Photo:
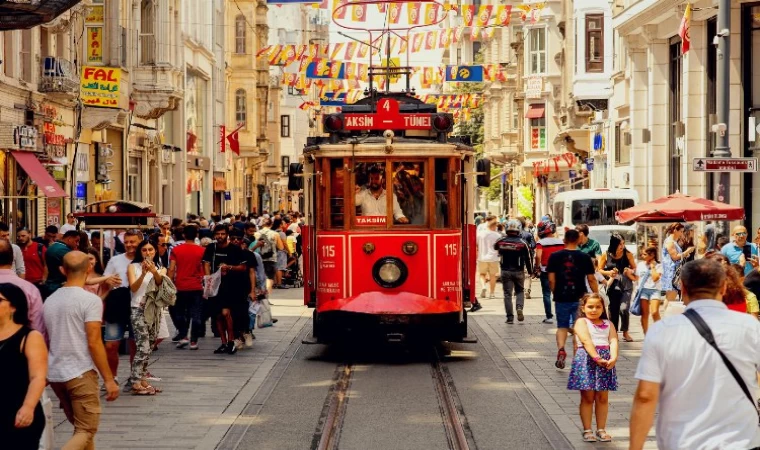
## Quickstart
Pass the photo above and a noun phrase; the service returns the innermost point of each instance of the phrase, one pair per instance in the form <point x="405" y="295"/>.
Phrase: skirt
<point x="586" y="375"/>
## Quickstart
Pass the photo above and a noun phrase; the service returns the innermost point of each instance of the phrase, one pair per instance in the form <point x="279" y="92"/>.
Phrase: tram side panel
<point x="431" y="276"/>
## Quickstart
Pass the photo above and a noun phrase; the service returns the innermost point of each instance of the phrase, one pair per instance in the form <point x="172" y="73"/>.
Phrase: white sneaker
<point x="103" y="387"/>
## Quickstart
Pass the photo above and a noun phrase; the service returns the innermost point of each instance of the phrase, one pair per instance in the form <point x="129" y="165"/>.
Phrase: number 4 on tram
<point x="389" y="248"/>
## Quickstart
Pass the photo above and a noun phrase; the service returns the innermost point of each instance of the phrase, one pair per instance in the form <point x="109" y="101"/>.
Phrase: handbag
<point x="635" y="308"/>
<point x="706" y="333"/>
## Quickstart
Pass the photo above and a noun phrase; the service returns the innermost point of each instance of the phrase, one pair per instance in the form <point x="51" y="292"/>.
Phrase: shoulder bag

TASK DIRECTIONS
The entries are to be restated word for word, and no picture should appear in the copy.

REPLY
Photo:
## Quickstart
Pass the photo above and a noun phrase; the service returns the innermost point of each instance of the phrase, one pair per instance in the form <point x="405" y="295"/>.
Phrase: skirt
<point x="586" y="375"/>
## Quickstart
Pass the photo above and a noun phrase; the service returns the innermost point of each instance of the phrase, one pair per instance in the form <point x="279" y="92"/>.
Phrase: tram side panel
<point x="431" y="276"/>
## Quickstart
Pass the photo above and a noun phrase; the service returns the innermost point of each instance of the phrase, one pair per instance in the form <point x="172" y="73"/>.
Phrase: white sneaker
<point x="103" y="387"/>
## Quickstart
Pass the photo above and a noun phrase; the service returns the innermost point of each instance of the phrase, one pair per instance in the form <point x="129" y="165"/>.
Phrase: number 4 on tram
<point x="389" y="248"/>
## Quickstart
Pass the photo above and a noun phrase; the service returns the innermost point of each instance of the phrase, one pair per instance in the form <point x="109" y="101"/>.
Phrase: handbag
<point x="635" y="308"/>
<point x="706" y="333"/>
## Quickstart
Pass the photo above and a noun phrase; the service returns the innermost point of each instance of the phrase, one pair per instance in the form <point x="51" y="292"/>.
Phrase: shoulder bag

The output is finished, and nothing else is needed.